__The exercise__:
Copy the records starting at the line that contains "Return one point per instance of the drainpipe" and ending at the line that contains "x=508, y=40", swapping "ceiling projector" for "overhead projector" and leaving everything else as it is.

__Listed entries__:
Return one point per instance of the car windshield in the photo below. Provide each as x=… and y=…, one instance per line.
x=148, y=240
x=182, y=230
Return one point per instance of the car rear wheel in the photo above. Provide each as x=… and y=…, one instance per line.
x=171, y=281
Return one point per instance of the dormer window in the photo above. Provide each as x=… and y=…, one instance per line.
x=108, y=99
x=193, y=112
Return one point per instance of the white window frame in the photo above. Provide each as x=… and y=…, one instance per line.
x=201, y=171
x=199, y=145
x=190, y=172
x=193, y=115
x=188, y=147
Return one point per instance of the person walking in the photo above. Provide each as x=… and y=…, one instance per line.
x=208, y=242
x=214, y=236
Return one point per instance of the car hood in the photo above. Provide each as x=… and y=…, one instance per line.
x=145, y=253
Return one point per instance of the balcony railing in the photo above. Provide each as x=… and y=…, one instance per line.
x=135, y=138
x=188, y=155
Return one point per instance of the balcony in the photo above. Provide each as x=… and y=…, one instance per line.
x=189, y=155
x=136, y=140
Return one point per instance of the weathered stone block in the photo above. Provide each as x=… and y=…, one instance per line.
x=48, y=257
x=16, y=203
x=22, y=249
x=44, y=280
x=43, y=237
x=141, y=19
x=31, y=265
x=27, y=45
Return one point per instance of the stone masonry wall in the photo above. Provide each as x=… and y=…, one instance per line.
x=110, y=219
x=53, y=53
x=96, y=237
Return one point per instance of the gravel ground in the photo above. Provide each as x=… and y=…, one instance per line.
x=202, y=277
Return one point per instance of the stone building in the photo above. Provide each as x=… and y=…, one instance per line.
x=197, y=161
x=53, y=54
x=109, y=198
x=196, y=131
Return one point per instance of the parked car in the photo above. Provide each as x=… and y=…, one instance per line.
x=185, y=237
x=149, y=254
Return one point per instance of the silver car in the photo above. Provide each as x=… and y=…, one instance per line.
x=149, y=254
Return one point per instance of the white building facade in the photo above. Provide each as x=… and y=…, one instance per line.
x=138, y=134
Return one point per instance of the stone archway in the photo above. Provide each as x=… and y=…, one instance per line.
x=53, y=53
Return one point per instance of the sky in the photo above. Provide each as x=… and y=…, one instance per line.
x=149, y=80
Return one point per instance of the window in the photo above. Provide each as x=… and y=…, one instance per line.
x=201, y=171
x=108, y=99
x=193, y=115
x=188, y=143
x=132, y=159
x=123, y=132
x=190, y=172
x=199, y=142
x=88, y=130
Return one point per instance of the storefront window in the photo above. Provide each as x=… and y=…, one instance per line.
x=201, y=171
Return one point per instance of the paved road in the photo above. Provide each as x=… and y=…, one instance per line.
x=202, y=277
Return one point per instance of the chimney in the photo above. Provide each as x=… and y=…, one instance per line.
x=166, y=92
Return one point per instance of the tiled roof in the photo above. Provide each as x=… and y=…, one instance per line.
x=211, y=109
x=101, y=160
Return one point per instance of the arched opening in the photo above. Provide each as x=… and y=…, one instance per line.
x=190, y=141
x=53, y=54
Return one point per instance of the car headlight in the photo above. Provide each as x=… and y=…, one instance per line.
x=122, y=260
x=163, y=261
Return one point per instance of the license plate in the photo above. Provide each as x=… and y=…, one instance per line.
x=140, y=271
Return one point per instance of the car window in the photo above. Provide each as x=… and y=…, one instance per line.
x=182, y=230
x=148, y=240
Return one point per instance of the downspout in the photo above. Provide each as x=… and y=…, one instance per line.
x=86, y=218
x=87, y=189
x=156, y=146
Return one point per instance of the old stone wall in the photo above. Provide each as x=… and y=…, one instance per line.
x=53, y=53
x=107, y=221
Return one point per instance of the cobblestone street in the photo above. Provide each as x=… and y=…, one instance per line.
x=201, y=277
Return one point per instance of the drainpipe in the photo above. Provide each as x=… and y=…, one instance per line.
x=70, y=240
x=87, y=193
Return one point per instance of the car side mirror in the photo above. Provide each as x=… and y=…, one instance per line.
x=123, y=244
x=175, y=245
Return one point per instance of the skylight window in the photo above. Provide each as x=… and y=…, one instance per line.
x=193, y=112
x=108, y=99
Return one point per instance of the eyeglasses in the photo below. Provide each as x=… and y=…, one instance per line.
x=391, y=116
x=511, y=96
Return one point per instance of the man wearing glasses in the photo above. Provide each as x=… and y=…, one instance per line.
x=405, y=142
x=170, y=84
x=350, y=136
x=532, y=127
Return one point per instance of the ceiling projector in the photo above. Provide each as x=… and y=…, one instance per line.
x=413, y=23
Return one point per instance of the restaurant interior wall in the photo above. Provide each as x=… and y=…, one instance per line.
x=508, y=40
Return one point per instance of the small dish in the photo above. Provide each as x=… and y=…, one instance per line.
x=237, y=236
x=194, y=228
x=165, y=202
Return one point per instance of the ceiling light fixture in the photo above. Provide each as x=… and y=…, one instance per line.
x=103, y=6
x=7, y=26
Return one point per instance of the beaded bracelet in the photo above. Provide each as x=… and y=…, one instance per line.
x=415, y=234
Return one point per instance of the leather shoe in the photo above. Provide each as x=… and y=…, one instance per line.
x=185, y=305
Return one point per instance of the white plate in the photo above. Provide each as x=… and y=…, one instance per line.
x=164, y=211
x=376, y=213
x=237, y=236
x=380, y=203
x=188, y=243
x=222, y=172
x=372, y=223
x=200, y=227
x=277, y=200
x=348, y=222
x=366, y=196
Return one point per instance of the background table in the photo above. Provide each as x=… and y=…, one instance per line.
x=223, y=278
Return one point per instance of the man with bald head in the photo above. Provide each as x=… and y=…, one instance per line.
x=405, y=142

__Task output__:
Return one point per instance of the drainpipe in the photo above. Provide each as x=… and y=…, one instance per line.
x=70, y=240
x=87, y=193
Return one point per instance of the car side mirror in the photo above. Provide each as x=… and y=…, one instance per line.
x=123, y=244
x=175, y=245
Return one point per instance of the skylight window in the photo above. Provide each as x=… and y=…, one instance per line.
x=193, y=112
x=108, y=99
Return one point per instance of the eyeglasses in the photo below. Provide each as x=… and y=…, one instance per line.
x=391, y=116
x=511, y=96
Return one point per instance of the man wearing glasses in the photo above. Provide each as x=… and y=…, one instance per line.
x=405, y=142
x=170, y=84
x=350, y=136
x=532, y=127
Return one point per instance of the overhead projector in the photo above. Provide each as x=… and y=…, one instance per line.
x=413, y=23
Return one point per instance of the restaurant interior wall in the photo above. Provide each as x=… and y=…, one instance per line.
x=508, y=40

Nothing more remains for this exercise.